Repeat exactly each line of the data provided below.

::::

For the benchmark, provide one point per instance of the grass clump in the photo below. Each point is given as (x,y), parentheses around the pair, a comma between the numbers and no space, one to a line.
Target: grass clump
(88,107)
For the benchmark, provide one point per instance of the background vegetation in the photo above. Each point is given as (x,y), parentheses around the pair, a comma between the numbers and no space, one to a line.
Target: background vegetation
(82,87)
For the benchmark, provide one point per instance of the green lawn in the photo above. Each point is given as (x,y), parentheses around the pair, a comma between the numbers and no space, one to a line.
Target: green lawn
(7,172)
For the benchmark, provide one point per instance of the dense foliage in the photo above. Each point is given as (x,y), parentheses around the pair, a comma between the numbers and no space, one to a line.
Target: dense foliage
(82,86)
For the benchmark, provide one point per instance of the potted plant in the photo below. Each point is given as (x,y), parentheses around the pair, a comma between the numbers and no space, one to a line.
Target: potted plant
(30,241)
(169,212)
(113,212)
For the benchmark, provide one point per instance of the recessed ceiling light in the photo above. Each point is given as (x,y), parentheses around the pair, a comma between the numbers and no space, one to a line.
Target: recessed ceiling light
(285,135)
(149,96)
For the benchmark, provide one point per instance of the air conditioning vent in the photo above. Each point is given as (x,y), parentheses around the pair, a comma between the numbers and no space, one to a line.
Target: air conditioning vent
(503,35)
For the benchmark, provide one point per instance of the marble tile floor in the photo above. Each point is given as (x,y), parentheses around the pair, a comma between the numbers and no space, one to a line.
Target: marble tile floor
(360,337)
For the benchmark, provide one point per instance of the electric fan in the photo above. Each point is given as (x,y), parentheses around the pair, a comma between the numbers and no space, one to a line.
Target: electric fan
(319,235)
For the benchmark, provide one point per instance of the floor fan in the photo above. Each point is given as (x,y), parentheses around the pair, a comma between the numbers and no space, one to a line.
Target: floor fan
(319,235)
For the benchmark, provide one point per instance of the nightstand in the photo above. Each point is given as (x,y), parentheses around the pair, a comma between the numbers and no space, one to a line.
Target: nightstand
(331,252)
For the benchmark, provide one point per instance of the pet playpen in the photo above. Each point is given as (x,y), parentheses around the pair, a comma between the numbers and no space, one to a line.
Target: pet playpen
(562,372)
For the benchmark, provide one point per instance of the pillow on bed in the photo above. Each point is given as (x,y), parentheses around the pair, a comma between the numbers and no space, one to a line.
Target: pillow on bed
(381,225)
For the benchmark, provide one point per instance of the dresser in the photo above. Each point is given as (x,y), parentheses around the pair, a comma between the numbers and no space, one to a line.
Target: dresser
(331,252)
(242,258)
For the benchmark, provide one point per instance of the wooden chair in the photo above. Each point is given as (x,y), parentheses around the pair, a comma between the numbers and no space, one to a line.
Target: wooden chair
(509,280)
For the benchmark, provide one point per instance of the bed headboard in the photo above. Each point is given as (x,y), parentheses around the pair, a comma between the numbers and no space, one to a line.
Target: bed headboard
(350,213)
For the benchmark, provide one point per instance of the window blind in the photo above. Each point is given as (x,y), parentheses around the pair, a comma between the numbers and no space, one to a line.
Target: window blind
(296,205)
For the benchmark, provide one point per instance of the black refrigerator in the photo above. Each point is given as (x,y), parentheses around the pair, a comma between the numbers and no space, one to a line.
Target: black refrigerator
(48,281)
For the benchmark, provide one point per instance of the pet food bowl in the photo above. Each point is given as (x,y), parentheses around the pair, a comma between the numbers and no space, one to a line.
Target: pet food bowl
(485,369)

::::

◆ RESULT BELOW
For the benchmark, provide one point per instance of the grass clump in the photo below. Each point is given as (x,y), parentheses around the pair, a comma between the numbers and no space, one to a line.
Target: grass clump
(88,107)
For the benchmark, provide one point per instance of the background vegetation in the photo above. Each point is given as (x,y), parentheses around the pair, a comma between the numbers and no space, one to a line.
Target: background vegetation
(82,87)
For the benchmark, provide one point per instance of the green lawn in the photo above. Each point is given as (x,y), parentheses around the pair, a comma between the numbers and no space, one to a line.
Target: green lawn
(7,172)
For the benchmark, provide one point per instance of the dense foliage in the photo above. Each point is given as (x,y), parentheses around the pair, a comma between the numbers and no space, one to a line.
Target: dense foliage
(82,86)
For the benchmark, provide one point per instance of the potted plant in the photo below. Each point is given as (x,y), parentheses around the pair, a comma between the numbers and no space, one to a line.
Target: potted plant
(30,241)
(169,212)
(113,212)
For the benchmark, provide one point per instance of the recessed ceiling light in the photo above. Each point is given as (x,y), parentheses around the pair, a comma between the numbers and no space, one to a line.
Target: recessed ceiling light
(285,135)
(149,96)
For the benchmark, provide one point per instance of the air conditioning vent in the photo above. Each point is given as (x,y), parentheses around the pair, a comma between the numbers and no space, one to a line.
Target: air conditioning vent
(503,35)
For the benchmark, provide one point per instance of the marble tile floor in the photo above. Each point is given as (x,y), parentheses around the pair, a comma between the numbers and no space, one to a line.
Target: marble tile floor
(360,337)
For the benchmark, provide one point per instance of the electric fan in the photo above. Each point is given as (x,y), parentheses around the pair, a comma between the numbers and no space, one to a line.
Target: electric fan
(319,235)
For the benchmark, provide one point per instance of the floor fan in the photo above. Each point is given as (x,y), parentheses around the pair, a comma between the numbers and no space, one to a line.
Target: floor fan
(319,235)
For the benchmark, provide one point per instance of the nightstand in the photo above. Each point is given as (x,y), parentheses around the pair, a comma between the numbers and no space, one to a line.
Target: nightstand
(331,252)
For the benchmark, provide one point per instance of the pet playpen in the photo above. Each point is given as (x,y), parentheses around the pair, a comma between the numbers and no space, one to a line.
Target: pet playpen
(562,372)
For the benchmark, provide one point per instance of the pillow on bed in the photo above. Each point is given as (x,y), parentheses around the pair, a comma between the numbers and no space, one to a line.
Target: pillow on bed
(381,225)
For the benchmark, provide one point per instance of the dresser in the photo above. Each point is given as (x,y), parentheses around the pair, a comma between the numbers and no space, one to a line.
Target: dresser
(331,252)
(242,258)
For the benchmark, provide one point per instance of the wooden chair in the photo above. Each point is given as (x,y), parentheses around the pair, a comma between the numbers and no space, one to a line.
Target: wooden chair
(509,280)
For the benchmark, provide one point per instance of the bed headboard in the photo above. Each point is given as (x,y), parentheses around the pair, a comma between the numbers and no space, one to a line.
Target: bed headboard
(350,213)
For the benchmark, provide one point per instance of the window blind in the photo above. Each point is given as (x,y), parentheses around the pair, a comma between the numbers and no space, one to a line.
Target: window blind
(296,205)
For the benchmark, provide one point per instance of the black refrigerator in the photo above. Each point is given as (x,y), parentheses around the pair, a comma between the numbers and no space, one to a line.
Target: black refrigerator
(48,281)
For the benchmark, provide one point per instance of the pet food bowl in the photo above. Each point is given as (x,y), parentheses around the pair, a comma between the numbers and no space, one to a line.
Target: pet food bowl
(485,369)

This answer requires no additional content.